PROBLEM STATEMENT: Starting with the first line, output the data exactly, through to the last line.

<<<<

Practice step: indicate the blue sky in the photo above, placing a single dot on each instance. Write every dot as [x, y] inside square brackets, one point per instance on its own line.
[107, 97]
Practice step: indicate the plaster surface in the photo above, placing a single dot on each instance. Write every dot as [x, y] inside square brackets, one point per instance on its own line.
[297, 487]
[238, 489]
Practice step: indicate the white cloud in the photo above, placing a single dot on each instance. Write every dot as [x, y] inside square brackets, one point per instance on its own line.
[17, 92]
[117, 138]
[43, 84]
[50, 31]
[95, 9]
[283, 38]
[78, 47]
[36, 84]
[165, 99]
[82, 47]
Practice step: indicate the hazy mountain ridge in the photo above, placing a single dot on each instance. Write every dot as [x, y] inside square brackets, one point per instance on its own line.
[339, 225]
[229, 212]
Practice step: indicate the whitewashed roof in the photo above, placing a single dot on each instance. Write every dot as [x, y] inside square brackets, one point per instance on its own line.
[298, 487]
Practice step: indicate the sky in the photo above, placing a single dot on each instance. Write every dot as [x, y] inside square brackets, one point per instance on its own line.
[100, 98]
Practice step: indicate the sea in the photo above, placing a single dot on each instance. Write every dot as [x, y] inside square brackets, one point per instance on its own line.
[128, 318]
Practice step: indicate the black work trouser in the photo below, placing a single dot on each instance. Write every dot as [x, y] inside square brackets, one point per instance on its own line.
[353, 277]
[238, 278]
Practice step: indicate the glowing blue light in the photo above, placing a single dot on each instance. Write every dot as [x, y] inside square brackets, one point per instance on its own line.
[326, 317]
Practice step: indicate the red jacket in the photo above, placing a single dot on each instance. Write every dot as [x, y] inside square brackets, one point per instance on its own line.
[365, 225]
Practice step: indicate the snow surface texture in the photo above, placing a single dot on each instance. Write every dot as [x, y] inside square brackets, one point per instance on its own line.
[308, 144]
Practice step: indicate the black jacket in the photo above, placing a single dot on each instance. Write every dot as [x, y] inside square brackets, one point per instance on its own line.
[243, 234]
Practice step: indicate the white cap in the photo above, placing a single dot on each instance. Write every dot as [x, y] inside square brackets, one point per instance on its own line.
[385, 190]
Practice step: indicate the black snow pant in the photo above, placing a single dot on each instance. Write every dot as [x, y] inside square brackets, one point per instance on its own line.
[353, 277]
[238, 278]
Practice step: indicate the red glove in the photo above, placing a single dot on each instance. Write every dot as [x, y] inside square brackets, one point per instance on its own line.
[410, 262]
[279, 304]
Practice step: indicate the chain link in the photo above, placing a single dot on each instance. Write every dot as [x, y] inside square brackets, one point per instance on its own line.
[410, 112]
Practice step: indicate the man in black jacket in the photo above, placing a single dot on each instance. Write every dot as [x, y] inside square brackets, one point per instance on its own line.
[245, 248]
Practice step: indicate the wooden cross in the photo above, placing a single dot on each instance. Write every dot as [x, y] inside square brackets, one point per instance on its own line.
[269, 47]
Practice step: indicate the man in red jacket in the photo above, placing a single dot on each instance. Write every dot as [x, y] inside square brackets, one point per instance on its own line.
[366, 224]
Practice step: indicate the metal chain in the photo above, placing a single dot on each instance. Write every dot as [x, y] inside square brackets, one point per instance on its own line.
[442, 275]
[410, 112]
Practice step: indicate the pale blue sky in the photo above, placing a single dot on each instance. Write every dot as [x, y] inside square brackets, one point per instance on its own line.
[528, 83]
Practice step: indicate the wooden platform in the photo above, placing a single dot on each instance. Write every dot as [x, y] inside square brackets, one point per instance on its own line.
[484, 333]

>>>>

WRITTEN RESPONSE:
Practice step: indicate the blue sky in the photo above, placing a single dot on each instance. Write every dot as [x, y] inside square brackets, one point per instance on its own line.
[107, 97]
Practice step: indicate the plaster surface in the photo above, placing a single dot on each instance. Write every dot as [x, y] inside square brackets, one point per instance on its own line.
[297, 487]
[238, 489]
Practice step: indicate the white cloud in the photo above, placing a single dot on each instance. Write every dot as [x, y] inside square brackets, one point per instance on its own line.
[17, 92]
[117, 138]
[43, 84]
[50, 31]
[95, 9]
[283, 38]
[78, 47]
[36, 84]
[165, 99]
[82, 47]
Practice step: indicate the hazy mountain ridge in the photo above, placing a single dot on each instance. Write every dot as [x, y] inside square brackets, one point per instance on its own line.
[339, 225]
[229, 212]
Practice step: indicate the whitewashed roof in the photo above, placing a single dot on each instance. Write every dot as [x, y] inside square brackets, one point per instance on its own line.
[298, 487]
Practice step: indicate the sky in the photo above, placing a single dot on each instance. Write every dot as [x, y] inside square brackets, one point per instance on its own line.
[100, 98]
Practice step: indicate the sea in the photo above, placing a single dot on each instance. Write every dot as [x, y] inside square brackets, one point per instance on its own line.
[128, 318]
Practice step: indicate the black work trouser in the photo below, placing a single dot on each instance. Write every dot as [x, y] inside square brackets, one point per instance on its own line.
[353, 277]
[238, 278]
Practice step: indicate the glowing blue light in the photo above, placing a single dot on each instance. Write every dot as [x, y] inside square brackets, one point per instance on its own line.
[326, 317]
Practice step: indicate the red jacket in the photo above, placing a single dot on each instance. Write every dot as [x, y] inside square brackets, one point per instance on its own line.
[365, 225]
Practice step: indicate the snow surface texture in the photo above, placing a single dot on each instance. Write every dot as [x, y] inside square brackets, one point per instance on its own line.
[308, 144]
Practice step: indicate the black jacket in the photo above, placing a single dot on each instance. Write every dot as [x, y] inside square brackets, one point per instance on its own line.
[243, 234]
Practice step: indicate the white cap in the photo above, placing a single dot on each instance. Write every dot as [x, y] inside square brackets, one point per instance on its own line.
[385, 190]
Practice step: indicate the black snow pant in the photo above, placing a single dot on each instance. Write every dot as [x, y] inside square brackets, one point per instance on its own line.
[353, 277]
[238, 278]
Practice step: indicate the red glove in the photo above, placing a single dot on each instance. Write every dot as [x, y] inside square brackets, one point per instance on its own line.
[410, 262]
[279, 304]
Practice step: indicate the chain link in the photo above, placing a single dot on each instance. Write every dot as [x, y] inside square brackets, one point per instance on its own line.
[410, 112]
Practice step: indicate the man in black jacket in the photo above, placing a single dot on each instance. Write every dot as [x, y] inside square brackets, one point per instance on its own line.
[245, 248]
Practice step: indicate the wooden cross in the photo above, placing a single dot on each instance. Write every dot as [x, y] inside square brackets, one point per instance on its own line.
[269, 47]
Practice step: indicate the man in red jacket in the photo above, placing a single dot on each instance. Write every dot as [x, y] inside square brackets, one point per instance on its own line.
[366, 224]
Practice step: indicate the metal chain in the photo above, placing a single dot on each instance. Write every dot as [x, y] inside square brackets, one point per instance on its own line.
[442, 275]
[410, 112]
Practice step: indicate the pale blue sky in the photo above, placing a single dot on each instance. Write every dot as [x, y] inside square brackets, one point per instance on its own line.
[528, 83]
Practice step: indicate the wooden platform in the photo above, placing a single dot on each instance. Write every dot as [x, y] inside square brackets, one point per instance on its own line.
[484, 333]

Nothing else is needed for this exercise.